Collected data:
· · · · · · ·
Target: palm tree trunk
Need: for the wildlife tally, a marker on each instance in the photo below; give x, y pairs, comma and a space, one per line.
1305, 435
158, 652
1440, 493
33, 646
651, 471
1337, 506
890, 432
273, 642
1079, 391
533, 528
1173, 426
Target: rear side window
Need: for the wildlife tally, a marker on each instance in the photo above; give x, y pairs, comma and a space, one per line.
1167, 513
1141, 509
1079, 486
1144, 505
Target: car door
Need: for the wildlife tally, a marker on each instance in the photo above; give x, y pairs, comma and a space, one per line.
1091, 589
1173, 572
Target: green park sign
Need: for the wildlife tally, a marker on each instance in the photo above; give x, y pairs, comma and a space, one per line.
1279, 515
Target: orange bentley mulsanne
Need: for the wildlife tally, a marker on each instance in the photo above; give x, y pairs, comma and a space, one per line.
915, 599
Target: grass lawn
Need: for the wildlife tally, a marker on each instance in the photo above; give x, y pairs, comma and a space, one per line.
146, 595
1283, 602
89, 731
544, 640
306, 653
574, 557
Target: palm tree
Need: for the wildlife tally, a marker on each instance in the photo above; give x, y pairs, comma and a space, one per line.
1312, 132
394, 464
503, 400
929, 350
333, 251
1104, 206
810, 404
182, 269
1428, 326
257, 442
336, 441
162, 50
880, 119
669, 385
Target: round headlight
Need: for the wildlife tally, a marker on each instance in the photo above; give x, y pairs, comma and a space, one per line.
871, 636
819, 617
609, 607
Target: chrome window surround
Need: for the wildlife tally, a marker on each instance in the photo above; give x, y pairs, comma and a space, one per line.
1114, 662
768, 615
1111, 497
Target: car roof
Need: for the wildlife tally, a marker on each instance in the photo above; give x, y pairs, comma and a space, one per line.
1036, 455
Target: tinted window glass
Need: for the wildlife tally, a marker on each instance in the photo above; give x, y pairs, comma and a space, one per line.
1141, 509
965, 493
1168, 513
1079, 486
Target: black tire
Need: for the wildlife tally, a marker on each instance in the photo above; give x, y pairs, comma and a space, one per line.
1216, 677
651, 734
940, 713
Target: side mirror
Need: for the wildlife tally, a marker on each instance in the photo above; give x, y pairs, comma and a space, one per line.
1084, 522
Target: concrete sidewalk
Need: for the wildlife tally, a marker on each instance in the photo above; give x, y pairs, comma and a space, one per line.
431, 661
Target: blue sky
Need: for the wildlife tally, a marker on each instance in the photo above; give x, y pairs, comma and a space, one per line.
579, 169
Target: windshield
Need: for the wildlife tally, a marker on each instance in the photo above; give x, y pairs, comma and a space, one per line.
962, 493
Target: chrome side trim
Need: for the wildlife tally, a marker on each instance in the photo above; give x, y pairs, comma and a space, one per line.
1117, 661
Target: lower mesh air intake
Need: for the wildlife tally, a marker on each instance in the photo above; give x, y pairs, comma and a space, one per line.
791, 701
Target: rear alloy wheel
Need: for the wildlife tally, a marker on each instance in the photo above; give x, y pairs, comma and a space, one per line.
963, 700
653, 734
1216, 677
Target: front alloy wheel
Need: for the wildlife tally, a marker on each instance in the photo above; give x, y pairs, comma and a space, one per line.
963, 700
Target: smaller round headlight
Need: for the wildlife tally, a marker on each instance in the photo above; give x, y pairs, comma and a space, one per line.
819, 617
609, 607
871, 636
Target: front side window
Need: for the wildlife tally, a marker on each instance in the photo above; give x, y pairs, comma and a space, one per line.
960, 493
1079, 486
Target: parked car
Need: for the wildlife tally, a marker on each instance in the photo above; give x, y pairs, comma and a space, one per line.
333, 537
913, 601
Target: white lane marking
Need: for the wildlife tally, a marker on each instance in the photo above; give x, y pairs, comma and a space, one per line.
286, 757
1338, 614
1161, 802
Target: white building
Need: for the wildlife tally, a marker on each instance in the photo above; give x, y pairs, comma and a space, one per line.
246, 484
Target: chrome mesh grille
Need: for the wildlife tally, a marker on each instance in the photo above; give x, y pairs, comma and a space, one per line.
· · · · · · ·
WORK TO BE COMPLETED: Rewrite every one of the records above, changing "wildlife tally" to "street survey" and keeping everything else the same.

RESPONSE TO THE TASK:
Target: palm tree trunk
Need: for the street survey, a marker on each instance in the photo below; give x, y pairs, comma and a space, one per line.
1305, 435
158, 652
1440, 493
33, 646
651, 471
1337, 506
890, 432
273, 642
1079, 391
533, 528
1173, 426
Target: rear side window
Need: for the street survey, a marker on each instance in the photo above; give x, y pairs, comma and a space, one per line.
1167, 513
1141, 509
1079, 486
1144, 505
Target: car door
Need: for the street survey, a marker on each instance in the photo above; give x, y pairs, comma and a space, one per line.
1091, 589
1173, 572
Target: green park sign
Need: for the street survey, a marker on each instance in the photo above; give x, y pairs, comma and a space, one per line.
1279, 515
Target: orange bentley mulsanne
Need: for the street survey, a marker on each instance in the photo above; give x, y pairs, comma and a space, one per line.
915, 599
Target: grass lawn
Need: for the street survey, a marker on each instance in the photo above; give x, y pairs, comma and a space, one per line.
146, 595
1283, 602
89, 731
544, 640
306, 653
574, 557
Target: palm tree
Need: for the street survey, a marker on each instance in the photo above; give x, y pairs, comma and a space, one per line.
1312, 132
394, 464
503, 400
929, 350
333, 251
1104, 206
810, 404
182, 269
1428, 326
257, 442
336, 441
162, 50
880, 119
669, 385
Target: round headlight
Need: for the street survey, a marker on each instance in the photo above; give x, y pairs, comma and a space, one per line.
871, 636
819, 617
609, 607
Target: chrome window surround
Need: for the street survey, a marker on each instance in the photo above; give x, y pairs, comma and a space, one per line.
1114, 662
768, 615
1111, 497
Target: car roof
Need: for the street survey, a marker on each instance in the photo above; give x, y pairs, comma and a space, one per line.
1036, 455
Target: tinted window glass
Need: for the street survey, a marker on each instance in the photo above; give x, y pairs, comma and a space, one per line.
1141, 509
965, 493
1168, 513
1079, 486
Target: black tire
Need: for the street survey, a marker on each instance in the photo above; give x, y pairs, comma and a space, one per line.
1216, 677
651, 734
940, 713
Target: side mirror
Need: for the street survey, a marker on each instance in the photo above; give x, y pairs, comma and a space, one per line.
1084, 522
Target: concrete sidewalk
Need: for the street survey, a marker on each instance in the photo above; give x, y pairs, comma and a space, one per line.
431, 661
Target: blue sky
Need: for the street survey, a marker on each instance in the photo above; give x, y pairs, comma and a space, one per line.
579, 169
Target: windshield
Need: for the street survey, a marker on each instance in the photo above; give x, y pairs, comma and a space, one per line.
962, 493
Target: chrome side trim
Need: for the street survey, a marker on each instance in the photo above; give x, y pairs, comma and a space, one per line.
1117, 661
Target: lower mesh air intake
Need: for the street survey, a marker on each instance in the photo above; give x, y pairs, comma and a space, one per line.
791, 701
Target: rear alloy wheel
Need: for the street survey, a marker on each instance in the photo above; give x, y pairs, comma and a space, one per line.
963, 700
653, 734
1216, 677
Target: front alloy wheel
Need: for the street survey, a marker on each instance in the photo above; give x, y pairs, comma and a space, one per line.
963, 700
Target: smaller round headlight
Need: for the street survey, a marker on each instance in the photo above; give x, y pairs, comma and a space, one per line.
819, 617
609, 607
871, 636
Target: front side window
Need: for the street survey, a marker on each instance in the photo above; give x, y pairs, comma and a space, one per line.
960, 493
1079, 486
Target: parked car
Need: for the street survey, a marker on each instance in the photo above; give x, y pairs, comma and a space, one per line.
333, 537
913, 601
Target: white lane marking
Need: for the street survey, a marker on each instance in the photo above; give x, y pairs, comma and a space, one per line.
286, 757
1338, 614
1161, 802
Target: white building
Need: for the street survey, a marker on each instance in the photo above; give x, y pairs, comma and a space, one per line.
246, 484
Target: chrome mesh grille
Need: for the street survey, a marker on each instance in the photo above; give x, y pairs, comma and a space, one per line.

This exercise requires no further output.